• EXPLORA EL MATERIAL
- A) Responde estas preguntas sobre el texto de la mujer en la fila de pruebas Covid-19:
(i) ¿Qué aplicaba la gente especializada en el campamento?
(ii) ¿Qué edad aproximada tenía la mujer de la fila?
(iii) ¿Qué evocaba tal vez la mujer, según la última oración?
- B) Continúa el texto sobre la mujer en la fila de pruebas Covid-19 desde donde se detiene.

======== TEXTO DE ESTUDIO ========

Por SANTIAGO GALICIA ROJO-SERRALLONGA*
Ayer, mientras caminaba, inmerso en mis cavilaciones, pasé cerca de un campamento donde gente especializada aplica pruebas Covid-19 a aquellas personas que, por los síntomas que padecen, sospechan algún contagio, y descubrí en la fila la mirada de una mujer de unos 35 años de edad, que permanecía triste e inquieta, demasiado pensativa, con la expresión de quien presiente se aproxima sigilosa e inevitablemente a la orilla de un abismo, entre la vida y la muerte. Sin duda, repasaba la historia de su existencia y hacía pausas amargas al probar el sabor del final. Quizá pensaba en sus hijos, en sus padres, en sus hermanos, en su marido; probablemente, formulaba preguntas, interrogantes sin respuestas; tal vez evocaba sus horas y sus años felices, atrapada en sus juegos e inocencia, en su escuela y en sus tareas, en sus sueños e ilusiones.

======== EXTRACTOS DE ÍTEMS ========

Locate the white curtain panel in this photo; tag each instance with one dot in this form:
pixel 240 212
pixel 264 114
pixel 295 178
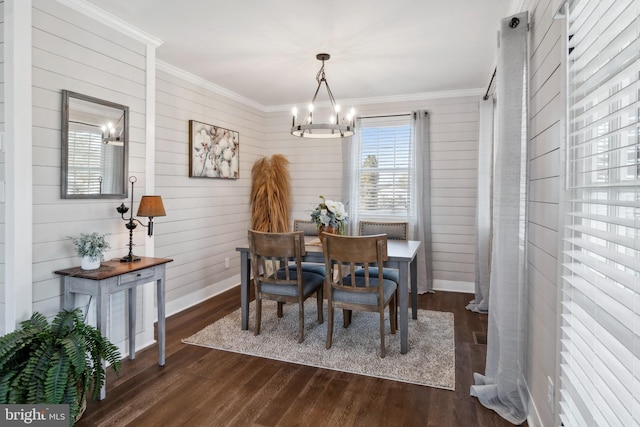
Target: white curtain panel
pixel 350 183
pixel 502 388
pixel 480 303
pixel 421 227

========
======== EXTRACTOS DE ÍTEMS ========

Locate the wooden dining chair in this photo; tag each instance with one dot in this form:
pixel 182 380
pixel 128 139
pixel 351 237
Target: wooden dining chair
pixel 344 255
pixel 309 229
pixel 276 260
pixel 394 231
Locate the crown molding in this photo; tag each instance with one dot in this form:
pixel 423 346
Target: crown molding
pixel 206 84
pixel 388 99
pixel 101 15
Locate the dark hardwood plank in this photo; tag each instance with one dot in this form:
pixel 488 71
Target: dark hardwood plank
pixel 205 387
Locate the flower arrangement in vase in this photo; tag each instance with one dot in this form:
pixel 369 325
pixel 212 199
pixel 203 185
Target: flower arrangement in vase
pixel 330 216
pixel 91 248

========

• RESPUESTAS POR TAREA
- A)
(i) Pruebas Covid-19, a las personas que sospechaban algún contagio por los síntomas que padecían.
(ii) Unos 35 años.
(iii) Sus horas y sus años felices, atrapada en sus juegos e inocencia, en su escuela y en sus tareas, en sus sueños e ilusiones.

- B)
¿Qué puede uno sentir y pensar mientras permanece en la hilera, junto a hombres y mujeres que tosen, próximos a su cita con el destino, en espera de un resultado de laboratorio que puede augurar un fin infausto? En todo y en nada.
Es enfrentarse a algo que asoma de improviso, seguramente cuando menos se sospecha y se es tan dichoso. Algo que no tiene respuesta, aunque intuyamos que su creación malévola y su dispersión estratégica por el mundo, tiene nombres y apellidos, autores que se burlan de la humanidad.
Seguí mi caminata, pero ya llevaba conmigo el peso de un dolor, la mirada apagada y triste de una vida que parecía consumirse, el probable final de una historia. Y lloré. Más tarde, al anochecer, otra persona me envió un mensaje con el propósito de informarme acerca de la crisis sanitaria en la oficina donde trabaja, en la que tres empleados jóvenes, totalmente irresponsables, asistieron a sus jornadas laborales con los síntomas de coronavirus y así, enfermos, trataron con incontables personas, evidentemente multiplicando los contagios.
Sentí coraje por tanta gente sin conciencia, atrofiada espiritual y mentalmente, que consume, desecha y contamina. Basura, en verdad, que enferma a quienes anhelan vivir con dignidad y salud, al lado de sus familiares y de quienes tanto aman.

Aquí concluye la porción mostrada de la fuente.